▶ TEXT SECTION:

COMES FROM Knoxville, Tennessee

LIVES IN Salt Lake City, Utah

URL leiabell.com

Leia Bell wasn't trying to be an indie-rockband poster artist--she got recruited. She was living in an apartment in a snug little alley in Salt Lake City, in a neighborhood where warehouses and auto body shops are giving way to artist studios, doggie day cares, and a rock club called Kilby Court. It was Phil Sherburne, the club's owner (and her boyfriend), who talked Bell into using her new printmaking degree to advertise his venue's shows. Bell wanted her hand-drawn handbills to stand out among the ads stapled to utility posts, so when a friend unexpectedly gave her some silk-screen frames, she gathered latex paint "mis-tints" from hardware stores, claimed a corner of Sherburne's nearby woodshop, and started screening.

Bell's posters never depict the band she's advertising: "I'm not hip, so I wouldn't know where to begin," she says. She bases her cleanly drawn images on random photos of people that she's been taking for years. "I see every photo as a drawing," she says. "I draw only people, animals, and inanimate objects. I've had the same style since I was 12 years old." The designer takes inspiration from another artist who also designed posters for underground entertainers and rendered them in saturated colors and bold, flat shapes: Henri de Toulouse-Lautrec.

▶ MATERIAL SHOWN:

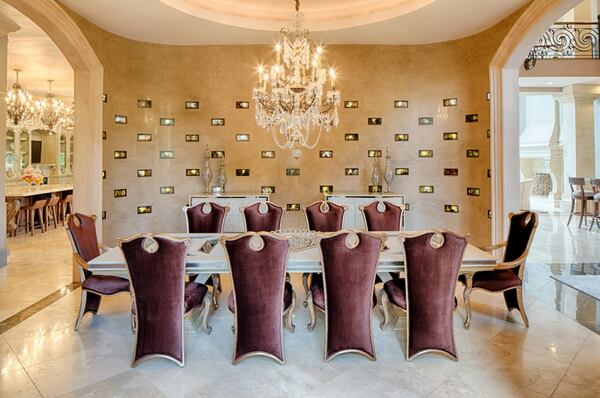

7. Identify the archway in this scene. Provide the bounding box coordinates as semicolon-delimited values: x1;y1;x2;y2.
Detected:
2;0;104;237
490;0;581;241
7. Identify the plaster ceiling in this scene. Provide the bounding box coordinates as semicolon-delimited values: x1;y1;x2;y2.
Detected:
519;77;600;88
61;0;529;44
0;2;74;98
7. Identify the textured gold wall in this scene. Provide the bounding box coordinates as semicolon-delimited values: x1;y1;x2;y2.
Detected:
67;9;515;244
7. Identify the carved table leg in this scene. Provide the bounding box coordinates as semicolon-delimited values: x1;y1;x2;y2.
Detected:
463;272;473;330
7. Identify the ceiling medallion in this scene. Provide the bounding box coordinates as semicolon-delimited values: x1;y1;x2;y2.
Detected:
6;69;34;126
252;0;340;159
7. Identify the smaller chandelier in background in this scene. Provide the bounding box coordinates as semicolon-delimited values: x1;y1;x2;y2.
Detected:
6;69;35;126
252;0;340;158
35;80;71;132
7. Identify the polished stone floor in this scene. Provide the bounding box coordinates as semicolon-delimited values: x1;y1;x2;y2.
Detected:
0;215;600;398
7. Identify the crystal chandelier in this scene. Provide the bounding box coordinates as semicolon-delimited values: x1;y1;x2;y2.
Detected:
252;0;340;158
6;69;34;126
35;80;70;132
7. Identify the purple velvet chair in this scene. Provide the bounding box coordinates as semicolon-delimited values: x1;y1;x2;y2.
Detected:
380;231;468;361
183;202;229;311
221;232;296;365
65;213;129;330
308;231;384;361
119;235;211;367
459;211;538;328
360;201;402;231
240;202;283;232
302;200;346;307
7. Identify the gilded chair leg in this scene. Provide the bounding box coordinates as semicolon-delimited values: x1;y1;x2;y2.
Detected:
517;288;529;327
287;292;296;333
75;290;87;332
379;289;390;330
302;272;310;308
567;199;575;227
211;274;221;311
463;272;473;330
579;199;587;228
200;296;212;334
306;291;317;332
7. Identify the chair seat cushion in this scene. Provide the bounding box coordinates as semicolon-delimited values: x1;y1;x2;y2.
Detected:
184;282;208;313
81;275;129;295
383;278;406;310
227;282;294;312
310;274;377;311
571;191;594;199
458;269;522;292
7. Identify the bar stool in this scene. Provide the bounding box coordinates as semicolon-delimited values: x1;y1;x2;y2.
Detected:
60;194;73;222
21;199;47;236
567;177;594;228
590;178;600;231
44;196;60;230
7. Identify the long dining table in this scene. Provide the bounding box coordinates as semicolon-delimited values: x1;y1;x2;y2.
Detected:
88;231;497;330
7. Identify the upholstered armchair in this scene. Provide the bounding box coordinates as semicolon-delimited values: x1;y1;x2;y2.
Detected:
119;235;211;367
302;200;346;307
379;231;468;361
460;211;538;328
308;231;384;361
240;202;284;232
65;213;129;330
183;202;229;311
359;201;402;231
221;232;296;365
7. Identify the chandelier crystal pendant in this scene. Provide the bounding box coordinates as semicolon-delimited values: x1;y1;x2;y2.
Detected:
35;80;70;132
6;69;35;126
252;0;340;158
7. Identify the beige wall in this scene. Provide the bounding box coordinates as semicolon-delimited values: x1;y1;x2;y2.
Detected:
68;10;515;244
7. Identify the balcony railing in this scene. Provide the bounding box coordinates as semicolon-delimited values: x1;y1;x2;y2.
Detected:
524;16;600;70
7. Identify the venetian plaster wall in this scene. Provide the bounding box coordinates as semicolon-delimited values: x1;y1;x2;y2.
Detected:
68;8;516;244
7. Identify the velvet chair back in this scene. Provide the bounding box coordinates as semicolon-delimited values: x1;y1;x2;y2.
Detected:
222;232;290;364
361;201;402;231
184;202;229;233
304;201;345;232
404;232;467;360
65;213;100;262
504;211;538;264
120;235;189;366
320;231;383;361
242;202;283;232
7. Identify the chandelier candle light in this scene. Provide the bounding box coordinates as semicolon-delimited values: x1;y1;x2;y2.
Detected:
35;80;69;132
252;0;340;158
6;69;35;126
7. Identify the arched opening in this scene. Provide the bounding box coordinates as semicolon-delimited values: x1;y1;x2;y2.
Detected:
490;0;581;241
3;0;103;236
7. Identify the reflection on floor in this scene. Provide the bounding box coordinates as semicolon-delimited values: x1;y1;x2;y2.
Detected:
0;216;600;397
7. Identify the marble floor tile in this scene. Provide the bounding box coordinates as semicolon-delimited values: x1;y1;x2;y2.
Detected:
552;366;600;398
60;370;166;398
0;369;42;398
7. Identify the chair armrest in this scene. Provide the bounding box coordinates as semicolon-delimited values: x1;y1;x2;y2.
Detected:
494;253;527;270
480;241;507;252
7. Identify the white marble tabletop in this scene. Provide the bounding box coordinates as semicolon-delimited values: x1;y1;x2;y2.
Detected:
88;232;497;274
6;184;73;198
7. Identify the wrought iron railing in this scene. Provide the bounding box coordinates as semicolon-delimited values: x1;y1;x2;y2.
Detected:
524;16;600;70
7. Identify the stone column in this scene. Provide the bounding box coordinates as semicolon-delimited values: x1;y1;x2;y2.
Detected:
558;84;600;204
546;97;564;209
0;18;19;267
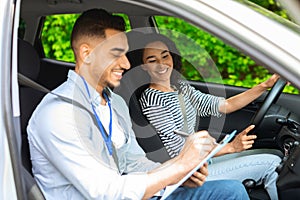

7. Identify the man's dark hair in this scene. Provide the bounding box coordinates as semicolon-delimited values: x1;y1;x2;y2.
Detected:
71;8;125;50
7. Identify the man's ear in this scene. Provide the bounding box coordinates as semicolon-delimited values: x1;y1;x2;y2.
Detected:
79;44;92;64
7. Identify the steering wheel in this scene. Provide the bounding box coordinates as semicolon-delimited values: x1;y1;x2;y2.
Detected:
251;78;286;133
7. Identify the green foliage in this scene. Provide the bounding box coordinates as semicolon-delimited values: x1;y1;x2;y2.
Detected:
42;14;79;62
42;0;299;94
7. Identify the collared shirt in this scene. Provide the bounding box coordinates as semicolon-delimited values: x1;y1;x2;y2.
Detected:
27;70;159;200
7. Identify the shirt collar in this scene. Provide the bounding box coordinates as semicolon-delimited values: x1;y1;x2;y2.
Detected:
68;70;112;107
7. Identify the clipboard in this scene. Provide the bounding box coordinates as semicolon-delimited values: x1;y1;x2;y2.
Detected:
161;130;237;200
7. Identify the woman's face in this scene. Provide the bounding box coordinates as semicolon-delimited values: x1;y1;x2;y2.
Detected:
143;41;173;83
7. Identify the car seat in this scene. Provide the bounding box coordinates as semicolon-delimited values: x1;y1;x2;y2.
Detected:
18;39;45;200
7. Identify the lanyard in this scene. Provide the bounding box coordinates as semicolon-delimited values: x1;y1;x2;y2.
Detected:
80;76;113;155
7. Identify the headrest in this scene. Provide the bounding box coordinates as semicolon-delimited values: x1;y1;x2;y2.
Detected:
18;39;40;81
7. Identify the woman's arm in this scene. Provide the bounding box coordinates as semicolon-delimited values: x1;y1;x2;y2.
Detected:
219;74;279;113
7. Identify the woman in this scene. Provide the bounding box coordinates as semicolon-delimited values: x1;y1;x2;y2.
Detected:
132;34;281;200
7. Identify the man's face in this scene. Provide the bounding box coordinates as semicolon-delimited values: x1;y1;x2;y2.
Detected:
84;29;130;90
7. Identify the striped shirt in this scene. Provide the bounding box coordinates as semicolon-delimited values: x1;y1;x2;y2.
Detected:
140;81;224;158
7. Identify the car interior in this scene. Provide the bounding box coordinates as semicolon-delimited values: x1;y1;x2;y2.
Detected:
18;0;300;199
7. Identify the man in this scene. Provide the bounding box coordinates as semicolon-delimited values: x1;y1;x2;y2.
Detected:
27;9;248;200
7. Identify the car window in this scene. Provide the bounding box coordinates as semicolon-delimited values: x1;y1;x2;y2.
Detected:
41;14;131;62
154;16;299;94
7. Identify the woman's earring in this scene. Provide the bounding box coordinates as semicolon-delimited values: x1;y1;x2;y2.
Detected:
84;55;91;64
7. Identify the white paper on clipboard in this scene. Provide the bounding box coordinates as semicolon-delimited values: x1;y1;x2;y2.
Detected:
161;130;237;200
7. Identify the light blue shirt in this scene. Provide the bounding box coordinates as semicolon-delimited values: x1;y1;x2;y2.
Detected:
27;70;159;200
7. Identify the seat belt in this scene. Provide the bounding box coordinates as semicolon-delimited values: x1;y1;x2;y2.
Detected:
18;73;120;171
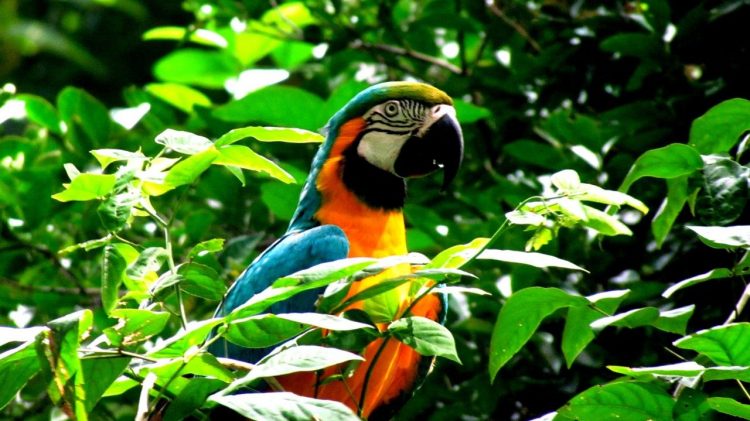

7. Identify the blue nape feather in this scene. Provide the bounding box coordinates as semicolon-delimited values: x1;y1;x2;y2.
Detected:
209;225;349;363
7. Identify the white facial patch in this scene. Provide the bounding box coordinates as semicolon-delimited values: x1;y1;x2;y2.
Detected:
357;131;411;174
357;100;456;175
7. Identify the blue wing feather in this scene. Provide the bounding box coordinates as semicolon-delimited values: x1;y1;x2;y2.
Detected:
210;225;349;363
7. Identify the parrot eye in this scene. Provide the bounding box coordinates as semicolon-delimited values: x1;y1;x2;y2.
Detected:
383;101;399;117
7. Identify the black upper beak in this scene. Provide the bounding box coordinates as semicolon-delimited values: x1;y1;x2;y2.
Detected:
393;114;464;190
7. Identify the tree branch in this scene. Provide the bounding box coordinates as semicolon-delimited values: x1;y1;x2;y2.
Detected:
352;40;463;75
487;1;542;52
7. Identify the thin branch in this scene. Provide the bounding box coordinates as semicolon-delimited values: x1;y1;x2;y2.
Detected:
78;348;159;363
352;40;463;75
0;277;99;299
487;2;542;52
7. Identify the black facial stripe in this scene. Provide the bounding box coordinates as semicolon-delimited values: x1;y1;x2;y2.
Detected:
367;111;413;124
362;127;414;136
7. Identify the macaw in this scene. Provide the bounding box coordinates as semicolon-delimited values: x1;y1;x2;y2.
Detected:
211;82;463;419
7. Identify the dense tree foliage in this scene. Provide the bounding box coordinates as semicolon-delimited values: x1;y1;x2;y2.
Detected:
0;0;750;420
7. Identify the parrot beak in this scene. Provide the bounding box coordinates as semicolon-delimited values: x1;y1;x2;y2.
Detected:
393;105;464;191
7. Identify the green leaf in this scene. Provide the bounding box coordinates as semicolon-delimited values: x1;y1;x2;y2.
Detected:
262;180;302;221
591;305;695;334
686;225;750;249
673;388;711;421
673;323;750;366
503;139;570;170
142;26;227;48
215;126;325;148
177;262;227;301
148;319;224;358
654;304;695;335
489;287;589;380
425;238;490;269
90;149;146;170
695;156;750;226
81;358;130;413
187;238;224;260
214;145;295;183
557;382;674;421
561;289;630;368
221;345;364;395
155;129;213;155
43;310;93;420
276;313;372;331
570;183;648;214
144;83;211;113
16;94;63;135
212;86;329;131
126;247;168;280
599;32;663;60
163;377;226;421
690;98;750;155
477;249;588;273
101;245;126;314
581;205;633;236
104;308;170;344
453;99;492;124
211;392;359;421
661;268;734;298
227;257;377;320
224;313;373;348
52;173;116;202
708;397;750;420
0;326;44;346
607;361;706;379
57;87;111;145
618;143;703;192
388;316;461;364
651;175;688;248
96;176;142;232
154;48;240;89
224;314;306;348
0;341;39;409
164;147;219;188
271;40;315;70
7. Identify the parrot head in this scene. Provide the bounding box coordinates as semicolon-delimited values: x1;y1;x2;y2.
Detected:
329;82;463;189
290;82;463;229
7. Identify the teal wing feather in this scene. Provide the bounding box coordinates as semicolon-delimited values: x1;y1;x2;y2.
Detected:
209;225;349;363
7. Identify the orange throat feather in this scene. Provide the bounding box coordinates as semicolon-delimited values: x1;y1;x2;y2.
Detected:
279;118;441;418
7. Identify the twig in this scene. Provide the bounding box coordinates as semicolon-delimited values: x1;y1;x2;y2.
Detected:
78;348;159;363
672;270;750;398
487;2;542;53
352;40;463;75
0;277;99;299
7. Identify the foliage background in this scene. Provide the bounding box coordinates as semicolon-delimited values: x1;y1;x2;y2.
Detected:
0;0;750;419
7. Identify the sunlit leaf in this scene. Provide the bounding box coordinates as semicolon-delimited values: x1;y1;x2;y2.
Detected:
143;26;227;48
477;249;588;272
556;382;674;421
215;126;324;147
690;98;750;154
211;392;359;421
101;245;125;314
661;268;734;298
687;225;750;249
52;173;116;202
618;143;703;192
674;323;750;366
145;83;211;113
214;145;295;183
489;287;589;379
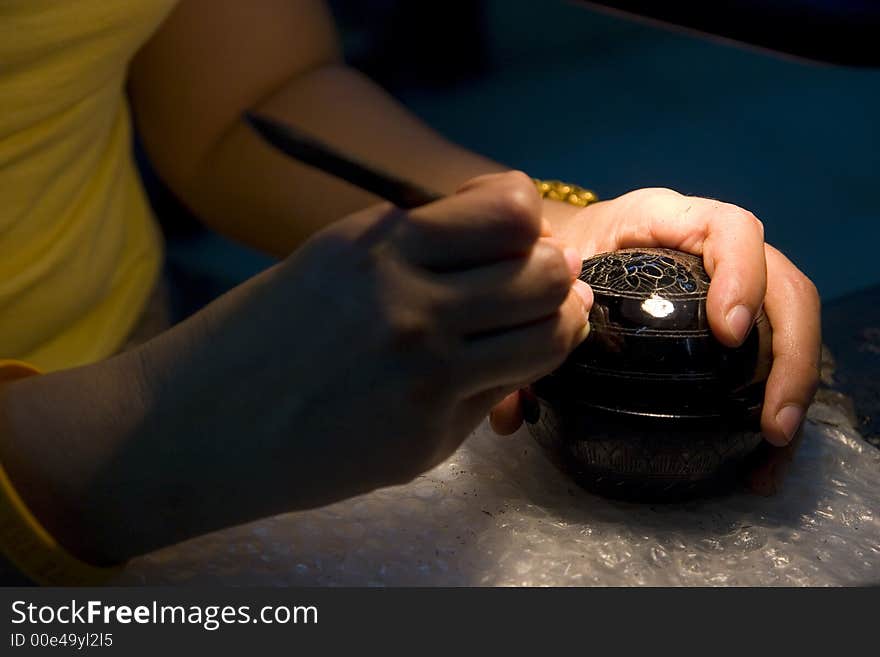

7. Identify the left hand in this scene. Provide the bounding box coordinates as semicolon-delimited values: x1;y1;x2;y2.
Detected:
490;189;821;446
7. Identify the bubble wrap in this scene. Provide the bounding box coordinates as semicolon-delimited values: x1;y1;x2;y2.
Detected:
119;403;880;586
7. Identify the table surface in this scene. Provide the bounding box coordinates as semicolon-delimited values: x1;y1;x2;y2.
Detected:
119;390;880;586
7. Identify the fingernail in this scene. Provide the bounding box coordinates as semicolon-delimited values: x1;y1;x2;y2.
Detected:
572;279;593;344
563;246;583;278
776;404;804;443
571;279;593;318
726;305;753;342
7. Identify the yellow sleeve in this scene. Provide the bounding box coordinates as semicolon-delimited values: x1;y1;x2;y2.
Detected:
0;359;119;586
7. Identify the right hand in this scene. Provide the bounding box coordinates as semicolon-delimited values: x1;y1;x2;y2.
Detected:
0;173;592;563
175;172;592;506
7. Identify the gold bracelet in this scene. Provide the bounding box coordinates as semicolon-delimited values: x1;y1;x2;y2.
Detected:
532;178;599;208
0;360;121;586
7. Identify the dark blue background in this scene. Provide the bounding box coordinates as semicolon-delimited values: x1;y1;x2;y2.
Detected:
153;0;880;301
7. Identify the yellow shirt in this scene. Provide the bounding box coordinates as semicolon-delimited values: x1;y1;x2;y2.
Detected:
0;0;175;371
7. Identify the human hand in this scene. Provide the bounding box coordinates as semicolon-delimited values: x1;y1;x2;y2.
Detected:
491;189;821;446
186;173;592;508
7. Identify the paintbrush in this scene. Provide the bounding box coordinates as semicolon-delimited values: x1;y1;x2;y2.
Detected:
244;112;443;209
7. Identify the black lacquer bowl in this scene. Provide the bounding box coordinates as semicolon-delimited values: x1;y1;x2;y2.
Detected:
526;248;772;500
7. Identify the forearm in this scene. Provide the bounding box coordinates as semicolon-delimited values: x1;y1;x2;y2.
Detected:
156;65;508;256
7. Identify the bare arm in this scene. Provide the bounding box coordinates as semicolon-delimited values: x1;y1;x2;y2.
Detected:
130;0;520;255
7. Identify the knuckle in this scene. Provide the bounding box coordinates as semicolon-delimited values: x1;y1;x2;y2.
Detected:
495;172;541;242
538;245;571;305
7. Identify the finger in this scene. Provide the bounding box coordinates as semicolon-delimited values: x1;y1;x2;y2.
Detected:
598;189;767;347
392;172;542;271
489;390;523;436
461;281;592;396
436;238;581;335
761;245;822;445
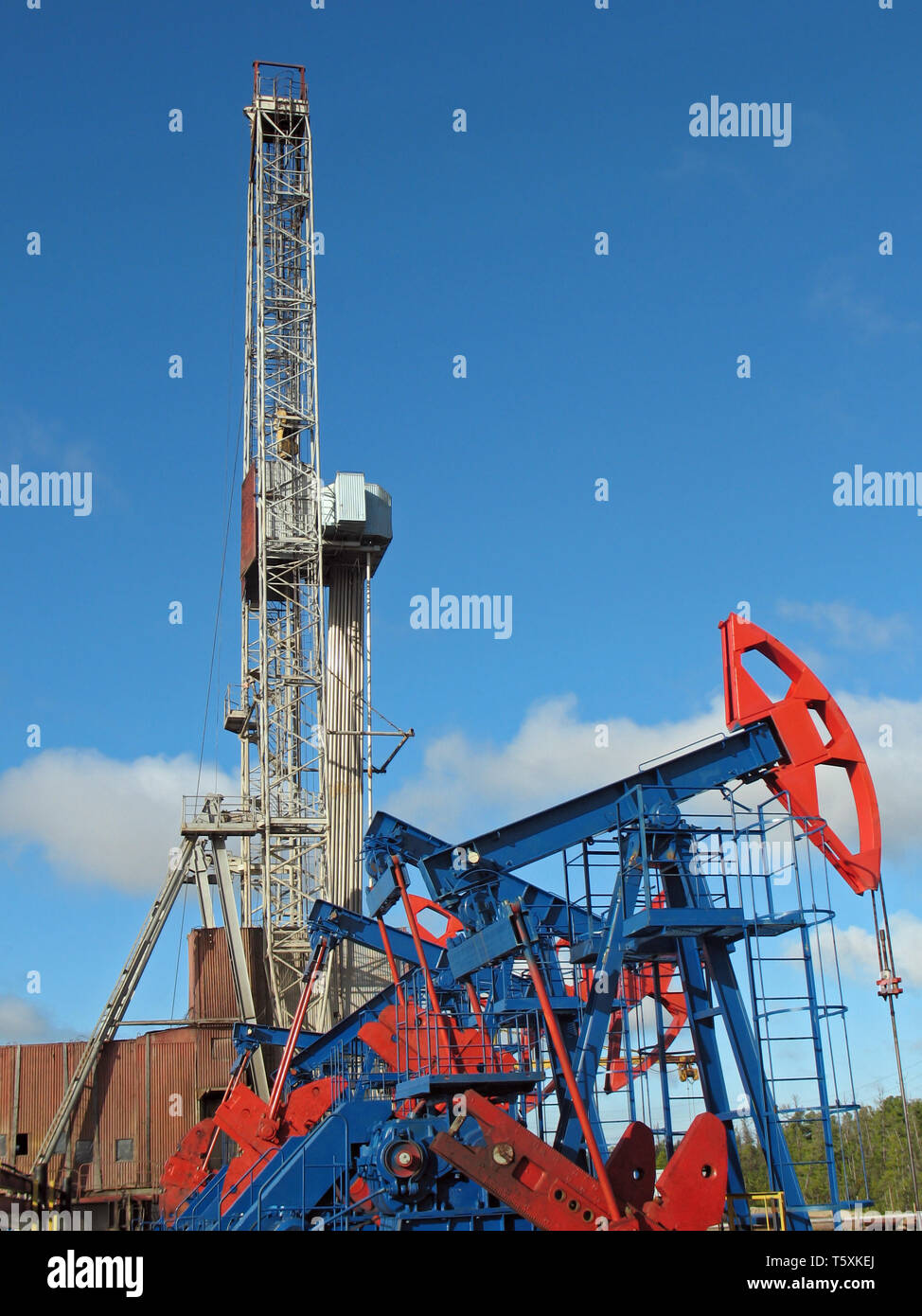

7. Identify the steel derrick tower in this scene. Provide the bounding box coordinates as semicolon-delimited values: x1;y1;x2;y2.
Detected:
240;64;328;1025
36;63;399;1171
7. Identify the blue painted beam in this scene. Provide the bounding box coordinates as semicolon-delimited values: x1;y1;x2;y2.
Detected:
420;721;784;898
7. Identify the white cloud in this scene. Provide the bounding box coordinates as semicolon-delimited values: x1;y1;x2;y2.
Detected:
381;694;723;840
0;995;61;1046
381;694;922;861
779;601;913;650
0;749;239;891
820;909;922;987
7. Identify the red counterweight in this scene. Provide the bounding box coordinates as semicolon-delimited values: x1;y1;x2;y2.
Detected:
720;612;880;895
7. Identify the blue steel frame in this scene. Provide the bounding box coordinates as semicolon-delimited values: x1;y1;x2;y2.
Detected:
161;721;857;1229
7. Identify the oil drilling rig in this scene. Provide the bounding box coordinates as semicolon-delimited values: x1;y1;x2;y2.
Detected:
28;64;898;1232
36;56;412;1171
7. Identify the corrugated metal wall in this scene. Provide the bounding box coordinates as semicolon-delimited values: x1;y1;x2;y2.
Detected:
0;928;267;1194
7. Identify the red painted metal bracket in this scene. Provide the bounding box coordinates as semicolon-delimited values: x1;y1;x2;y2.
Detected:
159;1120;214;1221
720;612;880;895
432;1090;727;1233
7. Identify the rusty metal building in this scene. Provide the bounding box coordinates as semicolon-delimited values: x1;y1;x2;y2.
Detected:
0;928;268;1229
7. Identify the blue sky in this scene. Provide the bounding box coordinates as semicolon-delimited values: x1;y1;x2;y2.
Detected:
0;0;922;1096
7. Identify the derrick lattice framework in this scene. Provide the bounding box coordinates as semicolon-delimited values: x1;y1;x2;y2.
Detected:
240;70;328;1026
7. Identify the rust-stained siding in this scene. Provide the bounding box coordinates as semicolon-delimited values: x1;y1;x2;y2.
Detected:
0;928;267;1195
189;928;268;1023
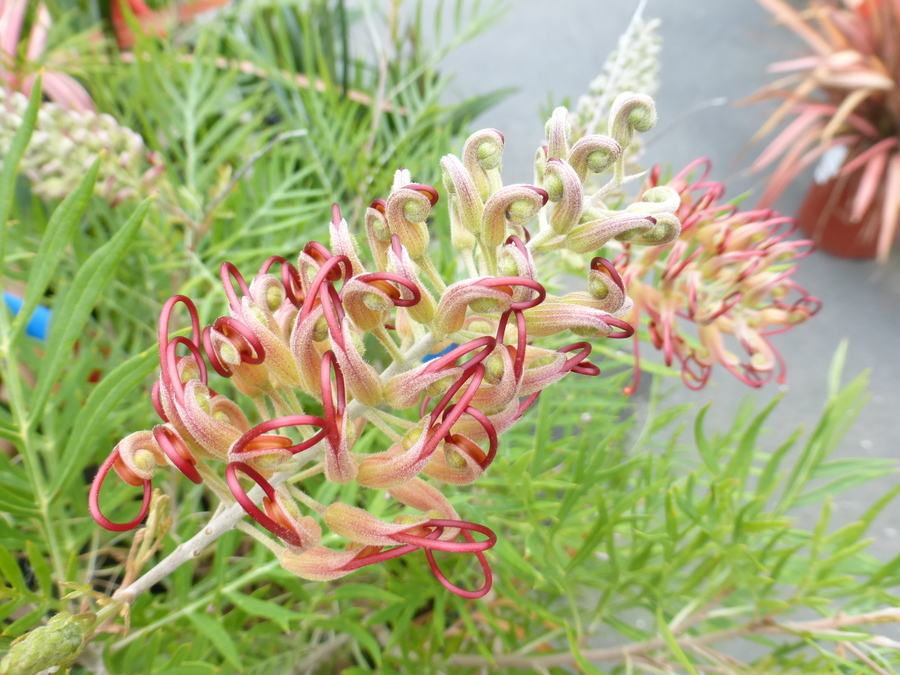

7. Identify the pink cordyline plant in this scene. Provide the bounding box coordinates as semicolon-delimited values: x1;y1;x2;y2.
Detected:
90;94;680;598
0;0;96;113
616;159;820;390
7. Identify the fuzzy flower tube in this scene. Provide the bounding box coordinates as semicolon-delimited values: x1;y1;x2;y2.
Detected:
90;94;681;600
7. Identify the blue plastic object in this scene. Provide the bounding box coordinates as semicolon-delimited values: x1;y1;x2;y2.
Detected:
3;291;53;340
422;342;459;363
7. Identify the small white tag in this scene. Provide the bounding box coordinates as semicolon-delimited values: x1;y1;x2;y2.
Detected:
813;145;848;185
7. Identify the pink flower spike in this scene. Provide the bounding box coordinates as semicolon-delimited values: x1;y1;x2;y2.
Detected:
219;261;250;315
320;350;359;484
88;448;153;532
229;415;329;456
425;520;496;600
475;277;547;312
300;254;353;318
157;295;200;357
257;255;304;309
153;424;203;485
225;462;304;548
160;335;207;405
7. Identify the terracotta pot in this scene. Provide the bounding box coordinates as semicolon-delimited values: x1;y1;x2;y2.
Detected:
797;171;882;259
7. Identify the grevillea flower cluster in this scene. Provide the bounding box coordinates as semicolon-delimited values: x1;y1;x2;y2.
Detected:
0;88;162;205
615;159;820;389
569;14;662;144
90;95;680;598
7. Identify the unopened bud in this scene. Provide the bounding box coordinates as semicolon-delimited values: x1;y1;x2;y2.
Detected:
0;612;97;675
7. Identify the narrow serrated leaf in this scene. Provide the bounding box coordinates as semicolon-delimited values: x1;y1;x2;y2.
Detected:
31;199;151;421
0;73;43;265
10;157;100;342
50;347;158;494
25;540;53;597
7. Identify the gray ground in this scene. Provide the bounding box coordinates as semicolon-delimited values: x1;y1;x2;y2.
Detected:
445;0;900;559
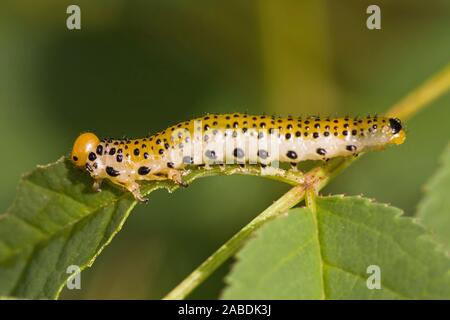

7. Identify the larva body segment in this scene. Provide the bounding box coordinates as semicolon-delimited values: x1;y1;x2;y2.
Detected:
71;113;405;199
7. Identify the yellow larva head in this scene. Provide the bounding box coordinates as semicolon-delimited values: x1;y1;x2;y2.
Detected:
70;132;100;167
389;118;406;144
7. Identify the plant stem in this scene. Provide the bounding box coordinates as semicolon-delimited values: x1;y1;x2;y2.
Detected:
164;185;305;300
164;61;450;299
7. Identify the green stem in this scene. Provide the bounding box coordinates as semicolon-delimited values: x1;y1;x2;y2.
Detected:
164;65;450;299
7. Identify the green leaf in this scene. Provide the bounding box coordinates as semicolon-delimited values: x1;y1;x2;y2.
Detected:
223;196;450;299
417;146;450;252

▶ TASK OBJECTIVE: Please duplicate the Leia Bell profile from "Bell's posters never" to "Henri de Toulouse-Lautrec.". Use only the Leia Bell profile and nothing from the items.

▶ SOLUTION TO THIS TASK:
Bell's posters never depict the band she's advertising: "I'm not hip, so I wouldn't know where to begin," she says. She bases her cleanly drawn images on random photos of people that she's been taking for years. "I see every photo as a drawing," she says. "I draw only people, animals, and inanimate objects. I've had the same style since I was 12 years old." The designer takes inspiration from another artist who also designed posters for underground entertainers and rendered them in saturated colors and bold, flat shapes: Henri de Toulouse-Lautrec.